> **TÂCHES À RÉALISER**:
1. Dans l'entretien sur RMC, recopiez le passage qui commence par « P. Lapousterle : Quand » et se termine après « peu raison ? », en remplaçant « sympathisants » par « militants ».
2. Écrivez la suite de l'entretien sur RMC, à partir de sa dernière réplique.
┌─ EXTRAIT DU DOCUMENT
RMC - mardi 4 mars 1997

P. Lapousterle : Quand les sympathisants socialistes disent qu'ils auraient aimé que leurs dirigeants soient plus présents, imaginatifs et pugnaces pendant le débat sur l'immigration, leur donnez-vous un peu raison ?

F. Hollande : Il faut toujours être pugnace. Est-ce qu'on l'a été suffisamment ? Je crois qu'on a marqué notre opposition clairement au texte de Jean-Louis Debré, notamment sur son article 1er. Nous l'avons fait en solidarité avec un mouvement qui nous a heureusement dépassés car, s'il n'y avait pas eu le mouvement des intellectuels, des artistes, des réalisateurs, il n'y aurait pas eu le retrait de l'article 1er. Il y a donc un moment où les politiques doivent être bien sûr combatifs mais s'ils ne sont pas relayés par des mouvements puissants dans la rue ou dans les pétitions, ils ne peuvent pas parvenir à leurs fins. Je suis assez heureux que la pugnacité de socialistes ait été relayée par d'autres.
└─
┌─ DONNÉES ENREGISTRÉES
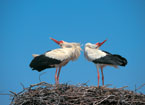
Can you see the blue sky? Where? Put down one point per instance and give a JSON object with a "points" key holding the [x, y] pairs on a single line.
{"points": [[26, 25]]}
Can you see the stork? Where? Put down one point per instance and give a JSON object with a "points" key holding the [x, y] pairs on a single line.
{"points": [[56, 58], [102, 58]]}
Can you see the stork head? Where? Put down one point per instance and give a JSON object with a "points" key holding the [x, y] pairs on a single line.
{"points": [[100, 44], [58, 42]]}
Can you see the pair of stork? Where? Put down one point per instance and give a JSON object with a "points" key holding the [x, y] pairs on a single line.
{"points": [[71, 51]]}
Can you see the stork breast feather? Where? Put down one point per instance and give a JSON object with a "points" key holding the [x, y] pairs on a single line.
{"points": [[59, 54], [96, 54]]}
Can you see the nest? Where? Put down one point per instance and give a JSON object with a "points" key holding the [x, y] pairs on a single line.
{"points": [[64, 94]]}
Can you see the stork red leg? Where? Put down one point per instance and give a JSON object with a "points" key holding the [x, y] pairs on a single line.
{"points": [[98, 75], [102, 75], [58, 74]]}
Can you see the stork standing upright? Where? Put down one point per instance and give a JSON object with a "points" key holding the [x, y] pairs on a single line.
{"points": [[56, 58], [102, 58]]}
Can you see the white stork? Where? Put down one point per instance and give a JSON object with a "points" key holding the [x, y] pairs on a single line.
{"points": [[56, 58], [102, 58]]}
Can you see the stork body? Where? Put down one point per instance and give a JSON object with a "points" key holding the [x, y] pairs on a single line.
{"points": [[56, 58], [102, 58]]}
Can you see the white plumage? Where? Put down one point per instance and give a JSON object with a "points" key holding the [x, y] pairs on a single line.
{"points": [[102, 58], [92, 52], [56, 58]]}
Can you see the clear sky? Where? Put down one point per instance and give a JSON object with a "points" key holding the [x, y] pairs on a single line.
{"points": [[26, 25]]}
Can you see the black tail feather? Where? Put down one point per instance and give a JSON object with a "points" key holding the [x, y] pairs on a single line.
{"points": [[120, 60]]}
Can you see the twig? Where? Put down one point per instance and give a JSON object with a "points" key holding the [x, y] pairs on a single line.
{"points": [[104, 99]]}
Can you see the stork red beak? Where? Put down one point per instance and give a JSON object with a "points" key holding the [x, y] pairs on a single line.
{"points": [[58, 42], [100, 44]]}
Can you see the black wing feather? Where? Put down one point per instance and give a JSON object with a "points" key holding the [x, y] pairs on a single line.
{"points": [[42, 62]]}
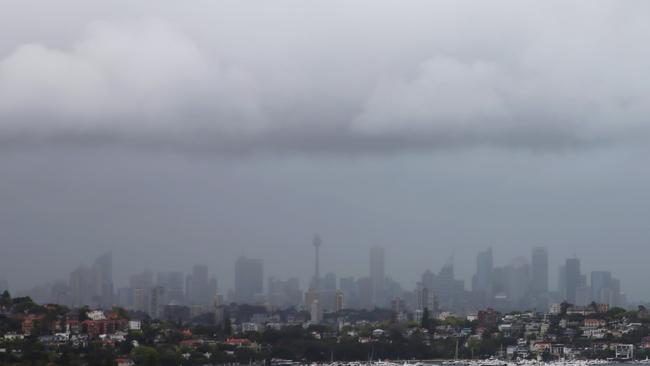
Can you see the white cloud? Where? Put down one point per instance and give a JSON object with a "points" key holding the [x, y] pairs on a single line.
{"points": [[229, 76]]}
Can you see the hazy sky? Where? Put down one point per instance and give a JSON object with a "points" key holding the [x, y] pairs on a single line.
{"points": [[176, 134]]}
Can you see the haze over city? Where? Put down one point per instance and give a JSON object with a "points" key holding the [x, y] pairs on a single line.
{"points": [[174, 135]]}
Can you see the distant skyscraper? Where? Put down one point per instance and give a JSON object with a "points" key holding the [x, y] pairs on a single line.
{"points": [[249, 280], [284, 294], [103, 273], [573, 278], [156, 304], [518, 282], [4, 285], [329, 282], [173, 283], [199, 292], [82, 288], [315, 281], [539, 271], [484, 271], [141, 284], [377, 275], [600, 286], [561, 282]]}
└─
> **RÉPONSES PAR TÂCHE**:
1.
P. Lapousterle : Quand les militants socialistes disent qu'ils auraient aimé que leurs dirigeants soient plus présents, imaginatifs et pugnaces pendant le débat sur l'immigration, leur donnez-vous un peu raison ?

2.
P. Lapousterle : Diriez-vous ce matin que M. Jospin est un peu contesté au Parti socialiste ?

F. Hollande : Non, je ne le crois pas. Je crois que Lionel Jospin veut être non seulement le chef des socialistes, le leader des socialistes – il l'est – mais il veut être celui qui les prépare au mieux pour les élections de 1998. Cela veut dire que les socialistes seraient prêts à gouverner demain. C'est cela, la responsabilité qu'il a : ce n'est pas simplement de gérer au jour le jour une organisation politique – ce qui est d'ailleurs difficile à administrer, on le voit bien – mais c'est de préparer la gauche à être en état de marche, pas simplement au moment des élections, mais surtout après.

P. Lapousterle : Si vous gagnez en 1998, supprimerez-vous la loi Debré ? Dans quel sens ?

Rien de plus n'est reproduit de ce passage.